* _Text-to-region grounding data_
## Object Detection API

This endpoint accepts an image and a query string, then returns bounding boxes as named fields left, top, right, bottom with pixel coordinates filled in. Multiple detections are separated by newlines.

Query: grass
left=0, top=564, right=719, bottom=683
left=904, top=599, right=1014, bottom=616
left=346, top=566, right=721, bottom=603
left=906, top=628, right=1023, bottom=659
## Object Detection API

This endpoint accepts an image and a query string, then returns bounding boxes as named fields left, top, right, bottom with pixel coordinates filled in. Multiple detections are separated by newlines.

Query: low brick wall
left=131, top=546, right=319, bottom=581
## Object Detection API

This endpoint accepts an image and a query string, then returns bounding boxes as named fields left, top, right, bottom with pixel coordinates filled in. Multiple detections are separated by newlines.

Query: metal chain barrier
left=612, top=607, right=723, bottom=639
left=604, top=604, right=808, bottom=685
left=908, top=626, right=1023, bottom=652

* _Task prompt_
From the first line to the last, write out the data exactly.

* _Solved exercise_
## Object Detection API

This endpoint accepts an image and a query string, then returns bounding boxes as named fields left, top, right, bottom with pixel coordinates filled in. Multiple detections are separated by newlines.

Query: grass
left=0, top=564, right=719, bottom=683
left=904, top=599, right=1014, bottom=616
left=346, top=566, right=721, bottom=603
left=906, top=628, right=1023, bottom=659
## Object Detection API

This endpoint accepts an image and a query string, then returns bounding boxes as named fields left, top, right, bottom with pixel coordinates filled in. Multiple detections are separated by newlines.

Query: low brick wall
left=131, top=546, right=319, bottom=581
## Object Detection API

This endpoint accepts an image and a query string, then returns bounding boxes as named fields left, top, right, bottom with pixel coordinates filled in. Multiple detections are separated by newlines.

Query: metal chain barrier
left=612, top=607, right=723, bottom=639
left=604, top=604, right=808, bottom=685
left=908, top=626, right=1023, bottom=652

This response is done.